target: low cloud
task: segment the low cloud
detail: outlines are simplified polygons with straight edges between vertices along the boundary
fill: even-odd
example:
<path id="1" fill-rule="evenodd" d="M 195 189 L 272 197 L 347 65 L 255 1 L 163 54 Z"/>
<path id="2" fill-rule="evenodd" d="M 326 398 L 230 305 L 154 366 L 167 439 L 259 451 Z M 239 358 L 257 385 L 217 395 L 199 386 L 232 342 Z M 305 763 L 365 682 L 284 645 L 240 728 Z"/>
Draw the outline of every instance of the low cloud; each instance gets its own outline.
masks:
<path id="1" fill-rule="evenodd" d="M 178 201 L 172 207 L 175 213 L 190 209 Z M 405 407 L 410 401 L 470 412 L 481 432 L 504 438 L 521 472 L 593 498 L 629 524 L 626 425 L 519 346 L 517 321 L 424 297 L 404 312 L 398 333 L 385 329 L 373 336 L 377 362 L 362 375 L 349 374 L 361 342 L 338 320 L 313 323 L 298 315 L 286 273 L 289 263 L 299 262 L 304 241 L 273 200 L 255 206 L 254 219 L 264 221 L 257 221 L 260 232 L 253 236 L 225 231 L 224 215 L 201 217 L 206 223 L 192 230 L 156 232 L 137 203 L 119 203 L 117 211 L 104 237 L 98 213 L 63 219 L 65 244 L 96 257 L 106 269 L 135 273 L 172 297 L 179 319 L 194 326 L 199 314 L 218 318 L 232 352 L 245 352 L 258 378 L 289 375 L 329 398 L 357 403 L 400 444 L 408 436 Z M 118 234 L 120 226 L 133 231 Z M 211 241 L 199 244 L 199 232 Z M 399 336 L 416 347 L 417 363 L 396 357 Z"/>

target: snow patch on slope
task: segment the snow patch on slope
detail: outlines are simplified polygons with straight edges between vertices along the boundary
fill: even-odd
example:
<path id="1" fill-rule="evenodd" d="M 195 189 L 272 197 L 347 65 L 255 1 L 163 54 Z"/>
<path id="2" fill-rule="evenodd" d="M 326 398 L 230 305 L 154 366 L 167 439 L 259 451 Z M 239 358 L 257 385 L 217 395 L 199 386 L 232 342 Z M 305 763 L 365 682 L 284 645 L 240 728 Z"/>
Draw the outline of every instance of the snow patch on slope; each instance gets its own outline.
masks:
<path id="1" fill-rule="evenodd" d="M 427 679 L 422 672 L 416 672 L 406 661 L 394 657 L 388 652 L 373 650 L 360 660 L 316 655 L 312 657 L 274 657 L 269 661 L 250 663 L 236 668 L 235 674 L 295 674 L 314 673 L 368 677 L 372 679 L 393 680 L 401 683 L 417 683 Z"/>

** EXERCISE AIM **
Put the entries from the line with "target: snow patch on slope" to the end of the entries into a Markdown table with the columns Row and Line, numbering each line and leaving out blank lines.

** REPLY TO THE EXERCISE **
| Row | Line |
|---|---|
| 1 | target: snow patch on slope |
| 2 | task: segment the snow patch on slope |
| 3 | detail: outlines are simplified polygons with straight edges between vertices along the boundary |
| 4 | fill: even-odd |
| 5 | example: |
| 6 | <path id="1" fill-rule="evenodd" d="M 195 189 L 272 197 L 347 65 L 255 1 L 163 54 Z"/> |
| 7 | <path id="2" fill-rule="evenodd" d="M 326 398 L 230 305 L 154 366 L 167 439 L 259 451 Z M 239 358 L 257 385 L 217 395 L 199 386 L 232 342 Z M 305 763 L 365 682 L 284 645 L 240 728 Z"/> |
| 8 | Draw the outline of every instance of the snow patch on slope; each instance gets its own outline. |
| 9 | masks: |
| 10 | <path id="1" fill-rule="evenodd" d="M 427 679 L 422 672 L 416 672 L 406 661 L 394 657 L 388 652 L 373 650 L 360 660 L 316 655 L 312 657 L 274 657 L 269 661 L 250 663 L 236 668 L 235 674 L 295 674 L 314 673 L 368 677 L 372 679 L 393 680 L 401 683 L 417 683 Z"/> |